▸ **BRIEF 1**
Which lines of the entries below contain the string "plant", with case counting? List each of them.

The problem is that we are trying to linearize the unlinearizable. Code, especially Forth code, is more of a tree. We read and write code linearly - a function consists of a bunch of tokens, and think of it as an ordered sequence. But the threaded code is executed as a depth-first tree walk, down into definitions until the bottom CODE, then up and down again, until the entire tree is walked. It's kind of awe-inspiring to visualize execution.
So, whether IF jumps over some code or jumps sideways to some code somewhere else makes little difference. This opens the door for if's clauses to be elsewhere as anonymous subroutines, os as Slava of Factor calls them, quotations.
Quotations in Factor are anonymous subroutines, compiled in-place but not executed until something like IF chooses to.
In Factor, you would say
10 3 < [ "Math is broken" print ] [ "Math is good" print ] if
Roughly equivalent of Lisp's
(if (< 10 3) (print "Math is broken") (print "Math is good"))

▸ **BRIEF 2**
Write out the passage on Forth and Factor code above, word for word, from "The problem is" to "IF chooses to.".

▸ **DATA SHOWN**
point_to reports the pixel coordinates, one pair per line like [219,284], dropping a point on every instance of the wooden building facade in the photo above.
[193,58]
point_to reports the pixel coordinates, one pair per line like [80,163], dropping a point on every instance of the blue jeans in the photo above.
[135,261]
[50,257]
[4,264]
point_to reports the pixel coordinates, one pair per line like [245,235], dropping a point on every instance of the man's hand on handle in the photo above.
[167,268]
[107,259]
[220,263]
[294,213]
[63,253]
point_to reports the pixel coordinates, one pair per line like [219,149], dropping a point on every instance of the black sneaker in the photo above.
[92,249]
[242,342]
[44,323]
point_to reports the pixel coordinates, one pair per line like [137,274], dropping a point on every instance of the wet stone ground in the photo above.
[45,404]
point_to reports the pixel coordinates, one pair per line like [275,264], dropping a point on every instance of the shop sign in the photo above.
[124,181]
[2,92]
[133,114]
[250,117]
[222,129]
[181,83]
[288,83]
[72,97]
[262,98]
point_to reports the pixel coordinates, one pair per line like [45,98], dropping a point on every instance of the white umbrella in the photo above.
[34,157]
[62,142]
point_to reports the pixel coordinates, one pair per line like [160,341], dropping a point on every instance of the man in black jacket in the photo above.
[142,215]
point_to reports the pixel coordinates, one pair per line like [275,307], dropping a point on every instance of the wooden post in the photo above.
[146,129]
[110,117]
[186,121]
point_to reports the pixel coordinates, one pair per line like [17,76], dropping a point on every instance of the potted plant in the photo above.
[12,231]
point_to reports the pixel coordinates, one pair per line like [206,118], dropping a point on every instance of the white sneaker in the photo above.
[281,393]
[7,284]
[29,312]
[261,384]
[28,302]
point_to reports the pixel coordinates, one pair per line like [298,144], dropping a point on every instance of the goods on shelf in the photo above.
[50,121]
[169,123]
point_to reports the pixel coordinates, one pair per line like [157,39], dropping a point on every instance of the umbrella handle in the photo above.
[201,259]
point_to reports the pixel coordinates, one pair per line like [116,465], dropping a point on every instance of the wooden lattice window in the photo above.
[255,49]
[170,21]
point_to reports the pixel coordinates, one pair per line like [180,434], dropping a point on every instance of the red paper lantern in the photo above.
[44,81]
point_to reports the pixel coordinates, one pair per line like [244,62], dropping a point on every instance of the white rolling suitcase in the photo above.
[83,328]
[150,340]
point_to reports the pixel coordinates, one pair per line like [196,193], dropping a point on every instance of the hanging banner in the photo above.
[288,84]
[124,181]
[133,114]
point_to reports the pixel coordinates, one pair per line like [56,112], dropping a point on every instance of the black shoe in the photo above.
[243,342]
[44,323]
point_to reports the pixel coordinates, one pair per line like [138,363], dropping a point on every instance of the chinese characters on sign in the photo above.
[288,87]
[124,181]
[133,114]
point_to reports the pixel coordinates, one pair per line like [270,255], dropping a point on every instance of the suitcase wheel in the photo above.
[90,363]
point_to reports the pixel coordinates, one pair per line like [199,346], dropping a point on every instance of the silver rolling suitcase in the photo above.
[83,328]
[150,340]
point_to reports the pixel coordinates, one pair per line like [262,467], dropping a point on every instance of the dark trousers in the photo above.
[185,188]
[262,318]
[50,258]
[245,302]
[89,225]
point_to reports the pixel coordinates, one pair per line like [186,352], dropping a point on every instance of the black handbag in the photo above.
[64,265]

---

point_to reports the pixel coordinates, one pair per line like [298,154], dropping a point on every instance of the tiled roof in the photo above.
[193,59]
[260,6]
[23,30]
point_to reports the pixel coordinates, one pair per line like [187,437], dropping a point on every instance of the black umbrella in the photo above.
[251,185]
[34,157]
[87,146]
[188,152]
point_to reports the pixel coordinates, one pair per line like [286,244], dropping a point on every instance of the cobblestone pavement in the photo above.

--

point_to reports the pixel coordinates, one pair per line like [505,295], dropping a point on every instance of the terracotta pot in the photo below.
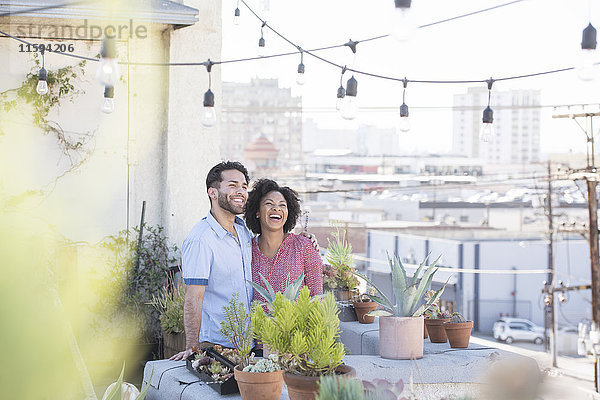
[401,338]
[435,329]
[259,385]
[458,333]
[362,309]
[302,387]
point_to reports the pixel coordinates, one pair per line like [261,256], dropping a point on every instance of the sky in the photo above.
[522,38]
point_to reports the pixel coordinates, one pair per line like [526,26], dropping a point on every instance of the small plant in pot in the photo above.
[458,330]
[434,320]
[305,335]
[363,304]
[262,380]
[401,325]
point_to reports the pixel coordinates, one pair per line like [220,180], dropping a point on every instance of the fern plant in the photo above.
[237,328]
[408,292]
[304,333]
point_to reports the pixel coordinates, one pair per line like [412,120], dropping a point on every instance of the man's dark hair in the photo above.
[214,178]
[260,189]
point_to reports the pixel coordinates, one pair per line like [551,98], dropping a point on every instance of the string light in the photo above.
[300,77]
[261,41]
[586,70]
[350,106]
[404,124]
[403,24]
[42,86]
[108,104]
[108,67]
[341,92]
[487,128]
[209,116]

▸ **WRITTEN REPLY 1**
point_to reports the pixel coordinates, one pair per line like [17,76], dropping a point on every instance of the potted plant in the photo above.
point_to reports the pixel coordinates, one pair per line like [526,26], dropping a point on every instance of the small plant in pot in the photo above.
point_to reports the pixel coordinates, one pair per line like [220,180], dropping a point on every instance of the fern plant in the photo above.

▸ **WRITTEN REPLY 2**
The problem is that we are trying to linearize the unlinearizable. Code, especially Forth code, is more of a tree. We read and write code linearly - a function consists of a bunch of tokens, and think of it as an ordered sequence. But the threaded code is executed as a depth-first tree walk, down into definitions until the bottom CODE, then up and down again, until the entire tree is walked. It's kind of awe-inspiring to visualize execution.
So, whether IF jumps over some code or jumps sideways to some code somewhere else makes little difference. This opens the door for if's clauses to be elsewhere as anonymous subroutines, os as Slava of Factor calls them, quotations.
Quotations in Factor are anonymous subroutines, compiled in-place but not executed until something like IF chooses to.